TEXT PASSAGE Block Start

View Full Version : $$$$
10-10-2007, 09:19 AM
Last week I bought what I thought was a lot of supplies--and dropped a mint doing so. Yet much of it won't last until my next paycheck. Would appreciate advice on saving money while buying organic, raw chow.
10-10-2007, 09:25 AM
Hopefully these threads will help to give you some ideas for raw on the cheaper side.:D
10-10-2007, 09:30 AM
I don't have any tips, really, only that I noticed you just joined, and when I was new, I made A LOT of recipes, and therefore was spending a great deal of money on ingredients. I can tell you that as your body becomes more accustomed to eating raw, you'll likely not eat as much (I said likely, as some don't experience much of a change in appetite), and in turn won't be spending so much dough on raw food ingredients. There are, of coarse some staples that I still buy, such as hemp protein powder and spirulina, etc., but for the most part, I find I only spend about $60/week on groceries (which is a HUGE decrease from the $200 I WAS spending......yeah, you read that right....). I seem to remember some people suggesting getting the more expensive ingredients on-line, or buying in bulk so you get some sort of deal. As far as produce goes, you can always make a deal with your grocery store manager, where you would pay a reduced cost for the fruits and veg that they would otherwise toss at the end of the day because it may not look as "pretty" as it did in the morning......still fresh, but maybe the bananas are a bit ripe, or something like that.

TEXT PASSAGE Block End
DATA UNDER STUDY Block Start

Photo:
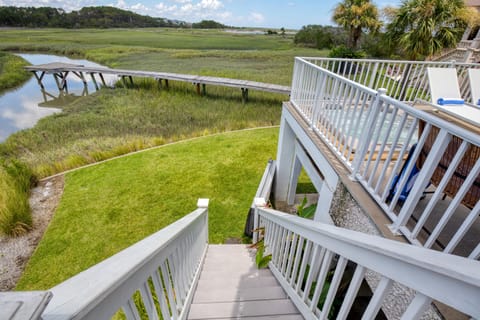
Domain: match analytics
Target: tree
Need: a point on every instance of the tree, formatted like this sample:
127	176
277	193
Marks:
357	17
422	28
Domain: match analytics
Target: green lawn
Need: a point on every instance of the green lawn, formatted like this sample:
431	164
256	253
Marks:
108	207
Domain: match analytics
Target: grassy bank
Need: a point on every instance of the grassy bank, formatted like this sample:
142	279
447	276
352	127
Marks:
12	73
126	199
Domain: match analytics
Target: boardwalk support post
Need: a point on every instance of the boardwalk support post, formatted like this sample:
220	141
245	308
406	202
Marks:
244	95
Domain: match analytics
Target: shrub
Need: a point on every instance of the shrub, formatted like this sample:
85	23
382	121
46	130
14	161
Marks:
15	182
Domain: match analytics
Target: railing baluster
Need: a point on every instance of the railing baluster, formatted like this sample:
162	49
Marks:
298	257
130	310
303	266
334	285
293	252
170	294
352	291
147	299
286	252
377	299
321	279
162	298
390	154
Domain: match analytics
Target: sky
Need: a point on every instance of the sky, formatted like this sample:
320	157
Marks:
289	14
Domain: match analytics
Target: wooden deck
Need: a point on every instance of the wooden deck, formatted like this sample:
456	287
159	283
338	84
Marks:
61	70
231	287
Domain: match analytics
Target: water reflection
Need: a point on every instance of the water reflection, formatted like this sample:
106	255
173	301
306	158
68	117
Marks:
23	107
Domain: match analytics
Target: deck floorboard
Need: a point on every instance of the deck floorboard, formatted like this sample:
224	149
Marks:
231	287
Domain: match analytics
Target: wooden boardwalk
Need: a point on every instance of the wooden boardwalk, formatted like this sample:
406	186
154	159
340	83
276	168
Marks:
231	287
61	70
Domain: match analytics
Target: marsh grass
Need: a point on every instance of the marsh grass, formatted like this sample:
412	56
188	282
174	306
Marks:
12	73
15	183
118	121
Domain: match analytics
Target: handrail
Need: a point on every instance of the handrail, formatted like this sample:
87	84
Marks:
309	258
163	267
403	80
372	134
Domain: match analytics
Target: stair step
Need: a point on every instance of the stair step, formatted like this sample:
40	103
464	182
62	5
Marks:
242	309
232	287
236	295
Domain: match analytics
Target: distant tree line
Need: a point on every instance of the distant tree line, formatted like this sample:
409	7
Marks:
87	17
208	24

DATA UNDER STUDY Block End
DATA UNDER STUDY Block Start

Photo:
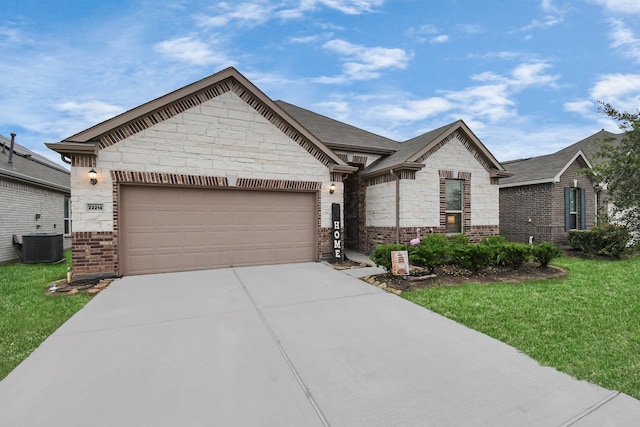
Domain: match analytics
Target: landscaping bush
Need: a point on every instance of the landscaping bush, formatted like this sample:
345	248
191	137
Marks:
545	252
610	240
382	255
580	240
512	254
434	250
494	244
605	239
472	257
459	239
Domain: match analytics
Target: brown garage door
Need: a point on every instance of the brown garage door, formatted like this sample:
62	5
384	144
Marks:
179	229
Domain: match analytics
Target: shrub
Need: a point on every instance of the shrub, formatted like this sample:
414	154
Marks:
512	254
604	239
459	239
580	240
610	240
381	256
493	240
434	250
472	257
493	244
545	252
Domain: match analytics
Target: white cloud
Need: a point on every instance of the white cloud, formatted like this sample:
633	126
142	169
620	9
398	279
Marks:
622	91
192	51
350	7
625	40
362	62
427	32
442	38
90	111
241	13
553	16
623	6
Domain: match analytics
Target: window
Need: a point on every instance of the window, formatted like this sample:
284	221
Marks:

DATA UNDER STUDY Block End

PROBLEM 1: Could you condense the post in the raw-food budgeting thread that begins "I don't have any tips, really" into a short bulleted list of its main points?
PROBLEM 2: Could you carry on the raw-food budgeting thread after its final post by writing one more reply in the same forum style?
Nothing in the material is needed here.

WRITTEN ANSWER 1:
- When new to raw eating, the poster made a lot of recipes and spent a great deal on ingredients.
- As the body gets used to raw food, most people (though not all) eat less, so they spend less on ingredients.
- The poster still buys some staples, such as hemp protein powder and spirulina.
- Weekly grocery spending has dropped from $200 to about $60.
- Others have suggested buying the pricier ingredients online or in bulk to get a deal.
- A grocery store manager may agree to sell, at a reduced price, produce that would otherwise be thrown out at the end of the day: still fresh but less "pretty," such as bananas that are a bit ripe.

WRITTEN ANSWER 2:
10-10-2007, 09:46 AM
Oh yea, there have been times when I've spent $200 for one week too! I've gotten away from making soo many gourmet meals; around where I live - almonds/mac nuts/cashews are crazy expensive raw! But sunflower seeds are cheap! and go a long way in recipes. I can get a lb of sunflower seeds at whole foods for $1.99 and almonds are around $10.99!!! crazy...I try to buy/make things that are filling - flax seeds/whole or ground; hemp seeds/powder and then the rest I shop around for organic produce. Most of my meals are pretty blah and standard ~ salads/veggies, green juices/smooties then a 1-2x's/week I'll make something "gourmet" as for desserts - standard weeknight is banana ice cream or nuts and maybe twice a month I make somthing like a cake or brownies. Other cheap items are lentils or chick peas for sprouting - soo cheap and very filling. One more tip on saving some $$ is buying some thing not organic - its necessary for some items but others like bananas, pineapple (unless you're juicing and using the skin), mangos, avocados etc. are shown to ok if not organic - whole foods organic avocado = $2.99; food store non organic $1.99!!!
10-10-2007, 10:07 AM
For me, shopping at the local Farmers Markets saves a ton. I can save $20 -$40 every trip by not shopping at the grocery store. I buy things like avos, fruits, etc... there and buy certified organic at the grocery or hfs. Things like greens, bananas, and carrots I always buy organic as I eat so much of those. I grow what I can in containers and buy from local farms and eat seasonally. We are lucky to have a few organic farms locally.
It was expensive to set up initially, but then a lot cheaper than buying a stove and all cooked people buy to set up a kitchen. I set up my entire raw kitchen for less than the cost of a stove. :D Also, cooked people spend a ton on steaks, health insurance, medication, etc... I'm actually saving a ton in the long run by being raw.
10-10-2007, 10:12 AM
If you can find a local organic food co-op in your area, you can save money compared to buying from the grocery/hfs.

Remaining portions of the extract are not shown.